WHAT YOU NEED TO DO:
**A.** Please return the part of the discussion on inherited skin color starting at "Really, all you" and ending at "a person’s ancestry.".
**B.** Answer these from the discussion on inherited skin color:
(i) What does the opening paragraph say most skin-color alleles are?
(ii) Which two parental hair types are contrasted in the remark about hair type?
(iii) What anthropological word is proposed in the final paragraph?

There are multiple genes that contribute to skin coloration, and multiple alleles for each gene. Most of these alleles are co-dominant. This is pretty obvious; the child of a pure European and a pure sub-Saharan African is virtually always intermediate in coloration rather than resembling either parent.
Of course, brown eye color is also dominant over blue. Not that many “whites” don’t have brown eyes, but that someone with blue eyes is less likely to be perceived as “black” (depending on skin color and other features, of course).
I believe that hair type is also co-dominant; at least, bi-racial individuals I know have hair intermediate between the parental types (wavy European vs frizzy African).
Really, all you have to do is look at any bi-racial child. In most cases, they are intermediate in most features to the parents, that is, the genes are co-dominant. In a few, such as brown eyes, the type more typical of Africans is dominant.
I suspect that **YWTF **was only concerned with the “dominant” part. Wouldn’t it be incorrect to say that brown eyes are associated with African appearance? After all, most Europeans have brown eyes (even if that is not true of Northern Europeans). Blue or Green eyes might be associated with European ancestry, but brown eyes tell you next to nothing about a person’s ancestry.
What I mean when I say “black” is…well…a black person, an African American, a Colored Person. A person who sometimes has larger lips, wider nose, short, curly wire like hair and is by all intents, black.
And my mistake with the whole Latino thing, I do mean a person of Spanish decent. But so far, thanks, guys !
My question wasn’t in regards to co-dominance. I was questioning your assertion about dominance and African features. I don’t know of any such features that are genetically dominant, unless we’re going to call brown eyes an African feature. That would be a little hilarious, since most folks on the planet have brown eyes.
I think we all know what you meant by “Black”. If you try and clarify it further, you’re just going to invite more criticism. When you say “larger lips”, for example, you are implying that the “White” condition is the norm, by defining African traits in relation to European ones. Perhaps Blacks have “normally sized” lips, and Whites have smaller ones. Besides, “larger lips” isn’t an exclusively African trait. As to where you got the “short hair” from, I have no idea…
Since not all black people in this world are African Americans, and your OP was not limited to Americans, I think the anthropological word you are looking for is “negroid” (cf. “caucasoid”).

DATA EXTRACTS:
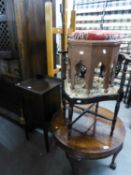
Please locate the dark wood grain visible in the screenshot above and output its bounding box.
[14,0,55,79]
[52,108,125,159]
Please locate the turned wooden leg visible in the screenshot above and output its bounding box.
[110,145,123,170]
[66,153,85,175]
[43,127,50,152]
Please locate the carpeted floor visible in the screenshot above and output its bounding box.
[0,102,131,175]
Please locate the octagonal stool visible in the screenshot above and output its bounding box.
[51,107,125,175]
[68,39,120,93]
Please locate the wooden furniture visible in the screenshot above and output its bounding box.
[16,78,61,151]
[51,108,125,175]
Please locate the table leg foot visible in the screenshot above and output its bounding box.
[110,145,123,170]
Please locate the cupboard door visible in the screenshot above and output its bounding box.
[0,0,17,59]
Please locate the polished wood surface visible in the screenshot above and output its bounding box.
[16,77,61,151]
[52,108,125,159]
[14,0,55,79]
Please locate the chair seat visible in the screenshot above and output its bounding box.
[51,108,125,159]
[65,77,119,99]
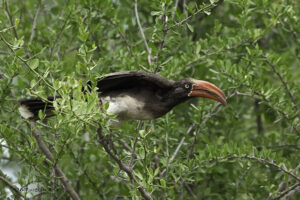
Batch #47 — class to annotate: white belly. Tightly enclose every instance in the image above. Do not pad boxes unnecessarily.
[102,95,153,121]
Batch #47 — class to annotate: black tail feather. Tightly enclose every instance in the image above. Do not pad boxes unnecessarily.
[19,97,54,120]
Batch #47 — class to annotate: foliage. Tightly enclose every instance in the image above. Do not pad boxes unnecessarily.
[0,0,300,199]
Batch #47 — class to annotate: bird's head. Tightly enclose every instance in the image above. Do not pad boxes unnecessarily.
[174,78,227,106]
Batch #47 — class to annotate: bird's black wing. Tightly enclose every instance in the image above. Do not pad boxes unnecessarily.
[97,71,174,92]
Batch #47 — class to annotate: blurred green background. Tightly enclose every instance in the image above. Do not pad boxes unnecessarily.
[0,0,300,200]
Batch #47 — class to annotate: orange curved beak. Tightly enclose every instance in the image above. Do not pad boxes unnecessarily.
[188,80,227,106]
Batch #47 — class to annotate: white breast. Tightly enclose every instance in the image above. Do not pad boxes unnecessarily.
[102,95,153,121]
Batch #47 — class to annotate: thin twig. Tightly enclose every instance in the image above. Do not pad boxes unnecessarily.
[97,127,152,200]
[29,5,41,44]
[154,4,168,73]
[168,1,219,30]
[0,176,27,199]
[31,124,80,200]
[172,0,179,19]
[261,54,298,109]
[129,120,143,168]
[134,0,152,67]
[160,137,185,176]
[200,155,300,182]
[274,183,300,200]
[4,0,19,39]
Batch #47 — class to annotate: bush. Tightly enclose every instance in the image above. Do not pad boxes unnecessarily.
[0,0,300,199]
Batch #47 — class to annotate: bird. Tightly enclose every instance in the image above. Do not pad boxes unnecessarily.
[19,71,227,126]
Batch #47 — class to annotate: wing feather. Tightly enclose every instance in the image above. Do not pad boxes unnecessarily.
[97,71,174,92]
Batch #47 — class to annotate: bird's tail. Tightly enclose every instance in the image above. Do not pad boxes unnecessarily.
[19,97,54,120]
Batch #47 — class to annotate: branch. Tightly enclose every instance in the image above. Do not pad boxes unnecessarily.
[268,183,300,200]
[134,0,152,67]
[261,53,298,109]
[172,0,179,19]
[97,127,152,200]
[168,0,222,30]
[154,4,168,73]
[0,176,27,199]
[200,155,300,182]
[29,5,41,44]
[3,0,19,39]
[31,124,80,200]
[160,137,185,176]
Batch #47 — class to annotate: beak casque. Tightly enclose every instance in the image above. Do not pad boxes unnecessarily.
[188,80,227,106]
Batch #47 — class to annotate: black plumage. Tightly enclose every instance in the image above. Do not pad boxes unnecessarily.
[19,71,226,122]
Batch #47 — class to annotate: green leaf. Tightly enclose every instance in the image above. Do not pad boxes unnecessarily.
[28,58,39,69]
[186,23,194,33]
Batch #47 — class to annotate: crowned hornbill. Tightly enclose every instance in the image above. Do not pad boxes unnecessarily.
[19,71,226,125]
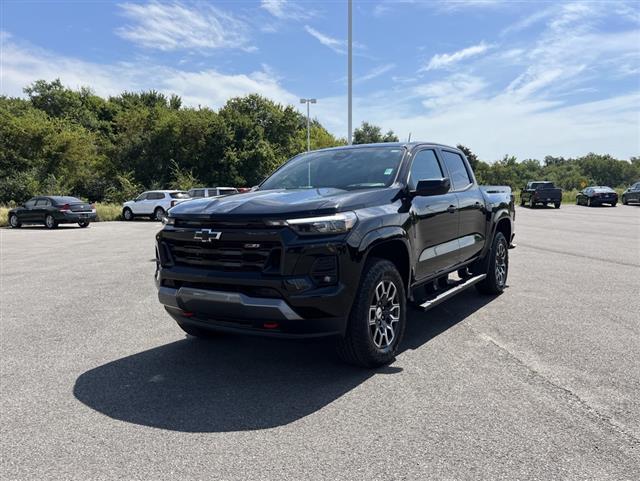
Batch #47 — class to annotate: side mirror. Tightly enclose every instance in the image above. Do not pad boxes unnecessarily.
[411,178,451,197]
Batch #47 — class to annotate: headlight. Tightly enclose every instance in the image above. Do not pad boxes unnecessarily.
[276,212,358,235]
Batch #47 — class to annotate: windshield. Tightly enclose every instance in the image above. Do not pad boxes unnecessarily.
[260,146,404,190]
[53,197,84,205]
[531,182,555,190]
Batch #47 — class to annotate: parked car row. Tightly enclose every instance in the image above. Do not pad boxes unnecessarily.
[520,180,640,209]
[9,196,96,229]
[8,187,239,229]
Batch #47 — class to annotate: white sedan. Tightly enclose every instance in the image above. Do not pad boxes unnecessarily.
[122,190,191,220]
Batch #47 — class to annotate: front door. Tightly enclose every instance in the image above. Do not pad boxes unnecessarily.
[408,149,459,281]
[441,149,488,262]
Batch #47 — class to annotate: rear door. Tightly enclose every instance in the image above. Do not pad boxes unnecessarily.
[18,197,38,222]
[143,192,165,214]
[407,148,458,280]
[131,192,149,215]
[441,149,487,262]
[30,197,51,222]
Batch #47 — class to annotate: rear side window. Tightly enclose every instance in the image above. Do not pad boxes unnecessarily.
[170,192,191,199]
[442,150,471,190]
[409,149,443,190]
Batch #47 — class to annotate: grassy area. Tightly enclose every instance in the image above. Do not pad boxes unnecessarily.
[96,202,122,222]
[0,207,9,227]
[0,202,122,227]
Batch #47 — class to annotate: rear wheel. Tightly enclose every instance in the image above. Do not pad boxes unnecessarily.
[476,232,509,295]
[337,258,407,367]
[9,214,22,229]
[44,214,58,229]
[153,207,164,221]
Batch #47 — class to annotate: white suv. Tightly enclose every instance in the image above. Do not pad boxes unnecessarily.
[122,190,191,220]
[189,187,238,198]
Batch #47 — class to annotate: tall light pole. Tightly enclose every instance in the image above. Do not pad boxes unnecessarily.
[300,99,317,152]
[347,0,353,145]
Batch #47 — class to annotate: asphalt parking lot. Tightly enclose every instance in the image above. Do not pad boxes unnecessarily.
[0,206,640,480]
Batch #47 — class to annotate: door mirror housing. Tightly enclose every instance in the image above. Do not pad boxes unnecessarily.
[411,177,451,197]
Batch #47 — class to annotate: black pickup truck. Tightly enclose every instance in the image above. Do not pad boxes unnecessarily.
[520,180,562,209]
[156,142,514,367]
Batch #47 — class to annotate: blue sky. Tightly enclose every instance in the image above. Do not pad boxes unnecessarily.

ANSWERS BY TASK:
**A.**
Really, all you have to do is look at any bi-racial child. In most cases, they are intermediate in most features to the parents, that is, the genes are co-dominant. In a few, such as brown eyes, the type more typical of Africans is dominant.
I suspect that **YWTF **was only concerned with the “dominant” part. Wouldn’t it be incorrect to say that brown eyes are associated with African appearance? After all, most Europeans have brown eyes (even if that is not true of Northern Europeans). Blue or Green eyes might be associated with European ancestry, but brown eyes tell you next to nothing about a person’s ancestry.

**B.**
(i) Co-dominant.
(ii) Wavy European and frizzy African.
(iii) "Negroid".